*Short problem A*: According to the wrestling article, on which network did WWE relaunch ECW as a weekly show?

Wrestling fans complain a lot, and we've got long memories, so it goes without saying that many of us are still holding a grudge about WWE's arguably cynical, opportunistic attempt to reboot ECW in 2006. The original ECW - extolled by a small but vocal contingency of cultish fans - closed in 2001. For some, WWE buying and then bastardizing ECW was the equivalent of dragging a razor blade across a wound, then pouring salt upon the newly rebleeding gash.
When ECW first came about in the mid '90s, WWE and WCW might as well have been cartoon shows with a reduced emphasis on athleticism or physicality, but a lot more Dungeon of Doom monsters and circus clown characters running around, in the interest of getting over with small children. As much as ECW has been mythologized as a wild 'n crazy show for wild 'n crazy people - justifiably, what with all the blood and boobs and F-bombs and so forth - it was actually a far more traditional professional wrestling program than what the big two were producing at the time.
After acquiring ECW - along with all its trademarks, content, and debt - WWE had some success with a pair of One Night Stand ECW PPV's at the historic Hammerstein Ballroom in New York City. To capitalize on their audience's apparent interest in more ECW, WWE relaunched the brand as a weekly show on the SyFy Network. Much to the dismay of anyone hoping for anything resembling the old Hardcore TV syndicated ECW show, ECW on SyFy morphed into a standard hour of second-tier WWE. Somewhat alarmingly, ECW on SyFy lasted about four years, meaning WWE's version of ECW technically had about as much longevity as the first version of Extreme Championship Wrestling (although, not so much if we include its pre-extreme, "Eastern Championship Wrestling" period).
Where did WWE go wrong? All over the place, but we've picked out 15 specific faults with WWE's ECW, forever remembered as the Fake ECW.
12 Trying to Fit in With The SyFy Network For About 10 Minutes
Understandably, SyFy pushed to add a few not-exactly-realistic elements to ECW, in order for the product to appear as though it had any business on a network ostensibly devoted to science fiction. Hence, at the inaugural edition of WWE's ECW, The Sandman faced The Zombie. Tim Arson Roberts - who portrayed The Zombie, and sadly died this summer - did his best Frankenstein’s monster impression on the way to the ring, grunting and hollerin’ like a remnant from an Ed Wood movie. Then Sandman whacked his brains in and pinned him immediately.
Some fans will tell you that The Zombie was the first sign that the new ECW was in trouble. I tend to think new characters with a sci-fi/fantasy slant could’ve worked in ECW, so long as they remained tongue-in-cheek. Not everything in the original ECW was based in realism, let’s remember. It’s not as if anyone believed D-Von and Buh Buh Ray were real life brothers. But the new ECW's flirtation with the supernatural didn't last long....

(Collected data)

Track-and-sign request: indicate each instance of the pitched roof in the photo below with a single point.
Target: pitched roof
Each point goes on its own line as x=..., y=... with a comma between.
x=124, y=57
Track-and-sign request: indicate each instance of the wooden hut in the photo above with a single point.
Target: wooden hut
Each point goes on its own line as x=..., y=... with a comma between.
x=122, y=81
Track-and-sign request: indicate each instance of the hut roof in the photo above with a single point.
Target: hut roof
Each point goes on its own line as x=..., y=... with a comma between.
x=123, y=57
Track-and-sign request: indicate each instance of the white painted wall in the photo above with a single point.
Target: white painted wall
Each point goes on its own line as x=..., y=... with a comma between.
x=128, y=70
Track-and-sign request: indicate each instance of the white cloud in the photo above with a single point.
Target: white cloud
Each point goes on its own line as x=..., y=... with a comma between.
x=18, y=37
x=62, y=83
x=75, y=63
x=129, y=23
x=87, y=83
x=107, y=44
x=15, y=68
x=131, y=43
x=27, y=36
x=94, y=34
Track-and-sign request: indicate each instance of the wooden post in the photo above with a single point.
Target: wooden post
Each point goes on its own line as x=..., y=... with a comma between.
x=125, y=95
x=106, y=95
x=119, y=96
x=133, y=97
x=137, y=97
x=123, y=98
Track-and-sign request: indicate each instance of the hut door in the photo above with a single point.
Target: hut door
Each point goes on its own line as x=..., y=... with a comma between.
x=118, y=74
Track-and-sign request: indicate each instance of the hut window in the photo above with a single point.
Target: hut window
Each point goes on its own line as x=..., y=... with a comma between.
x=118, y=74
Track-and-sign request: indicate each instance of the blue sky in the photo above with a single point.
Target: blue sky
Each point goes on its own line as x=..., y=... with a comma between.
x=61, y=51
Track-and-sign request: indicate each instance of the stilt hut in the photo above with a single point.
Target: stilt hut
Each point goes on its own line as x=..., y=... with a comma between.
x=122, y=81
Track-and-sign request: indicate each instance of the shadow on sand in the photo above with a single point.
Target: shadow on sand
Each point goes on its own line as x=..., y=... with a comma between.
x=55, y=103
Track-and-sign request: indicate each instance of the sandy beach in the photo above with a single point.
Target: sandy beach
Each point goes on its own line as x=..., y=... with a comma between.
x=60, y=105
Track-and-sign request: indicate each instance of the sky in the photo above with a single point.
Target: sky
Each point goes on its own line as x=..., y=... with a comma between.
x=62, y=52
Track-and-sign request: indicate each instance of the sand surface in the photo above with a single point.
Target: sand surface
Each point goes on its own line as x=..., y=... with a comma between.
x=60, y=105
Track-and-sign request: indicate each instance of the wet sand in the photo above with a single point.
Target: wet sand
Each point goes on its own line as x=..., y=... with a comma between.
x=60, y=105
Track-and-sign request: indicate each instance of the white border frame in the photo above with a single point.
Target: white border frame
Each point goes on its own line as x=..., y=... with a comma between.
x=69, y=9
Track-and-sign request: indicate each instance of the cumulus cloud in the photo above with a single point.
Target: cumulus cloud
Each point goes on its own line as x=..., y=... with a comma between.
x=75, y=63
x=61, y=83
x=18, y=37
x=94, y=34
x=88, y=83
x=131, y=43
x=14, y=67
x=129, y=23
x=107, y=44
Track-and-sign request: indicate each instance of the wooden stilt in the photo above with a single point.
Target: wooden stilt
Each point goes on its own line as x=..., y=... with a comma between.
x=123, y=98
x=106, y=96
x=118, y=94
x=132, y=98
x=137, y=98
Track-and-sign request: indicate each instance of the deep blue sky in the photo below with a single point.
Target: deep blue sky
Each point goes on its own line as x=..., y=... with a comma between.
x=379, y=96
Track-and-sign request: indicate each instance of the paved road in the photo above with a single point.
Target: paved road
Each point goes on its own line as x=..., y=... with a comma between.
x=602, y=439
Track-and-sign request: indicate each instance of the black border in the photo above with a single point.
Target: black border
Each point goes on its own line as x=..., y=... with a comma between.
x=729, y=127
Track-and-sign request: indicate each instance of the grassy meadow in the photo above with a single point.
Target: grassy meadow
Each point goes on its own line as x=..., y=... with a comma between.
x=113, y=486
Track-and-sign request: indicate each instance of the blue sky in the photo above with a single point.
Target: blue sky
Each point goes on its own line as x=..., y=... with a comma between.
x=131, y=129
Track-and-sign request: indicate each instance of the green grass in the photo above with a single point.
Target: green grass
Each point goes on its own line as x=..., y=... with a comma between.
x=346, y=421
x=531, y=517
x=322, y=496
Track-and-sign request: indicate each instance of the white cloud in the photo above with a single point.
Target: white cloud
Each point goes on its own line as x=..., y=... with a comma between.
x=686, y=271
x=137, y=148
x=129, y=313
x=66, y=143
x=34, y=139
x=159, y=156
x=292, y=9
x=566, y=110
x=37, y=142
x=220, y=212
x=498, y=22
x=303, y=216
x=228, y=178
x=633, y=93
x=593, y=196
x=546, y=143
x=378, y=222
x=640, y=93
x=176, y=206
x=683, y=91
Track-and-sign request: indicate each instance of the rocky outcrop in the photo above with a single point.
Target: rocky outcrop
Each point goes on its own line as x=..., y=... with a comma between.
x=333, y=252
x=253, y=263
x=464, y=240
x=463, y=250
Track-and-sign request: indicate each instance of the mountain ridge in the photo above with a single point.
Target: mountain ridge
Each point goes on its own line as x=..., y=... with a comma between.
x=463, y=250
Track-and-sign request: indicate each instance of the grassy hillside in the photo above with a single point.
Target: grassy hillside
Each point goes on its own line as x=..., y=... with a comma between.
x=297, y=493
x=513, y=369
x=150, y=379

*Short problem B*: Count the lines of the records that contain the string "frame", and give only the number.

*Written response A*: The SyFy Network.

*Written response B*: 2